**Records:**
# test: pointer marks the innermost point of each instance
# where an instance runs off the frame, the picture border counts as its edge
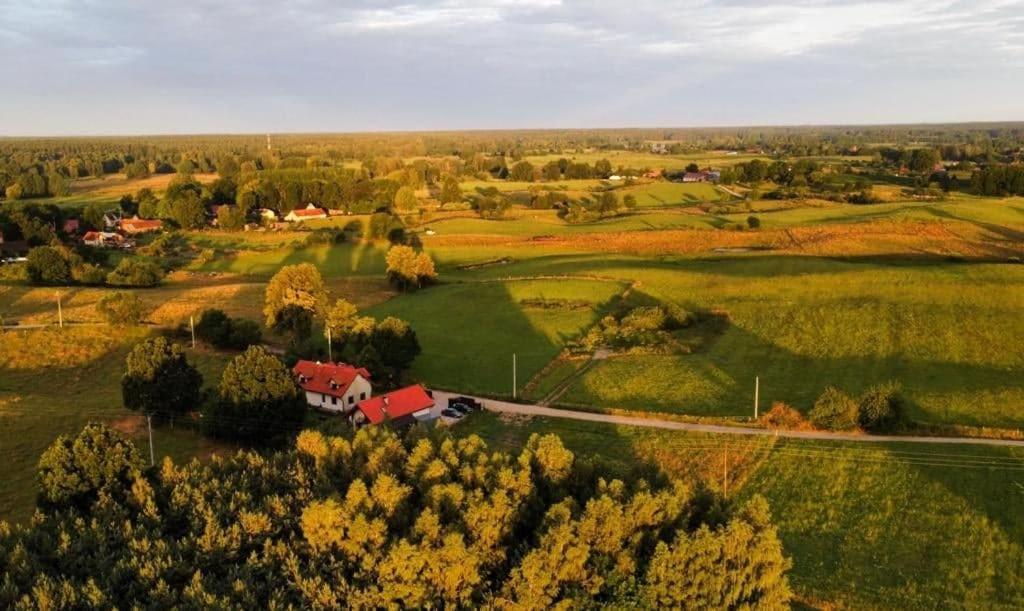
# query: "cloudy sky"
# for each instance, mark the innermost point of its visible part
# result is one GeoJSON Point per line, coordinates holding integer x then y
{"type": "Point", "coordinates": [113, 67]}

**What the task requires:**
Copy out every line of the data above, adding -54 to each x and y coordinate in the answers, and leave the pictures out.

**Task answer:**
# test: pointer marks the innermost point of each instance
# where an instance runs off the frame, the picture border counts as its edge
# query: "cloudy sky"
# for each instance, mark the innermost point of its visible part
# result is one GeoJSON Point per line, coordinates holding integer x then y
{"type": "Point", "coordinates": [59, 13]}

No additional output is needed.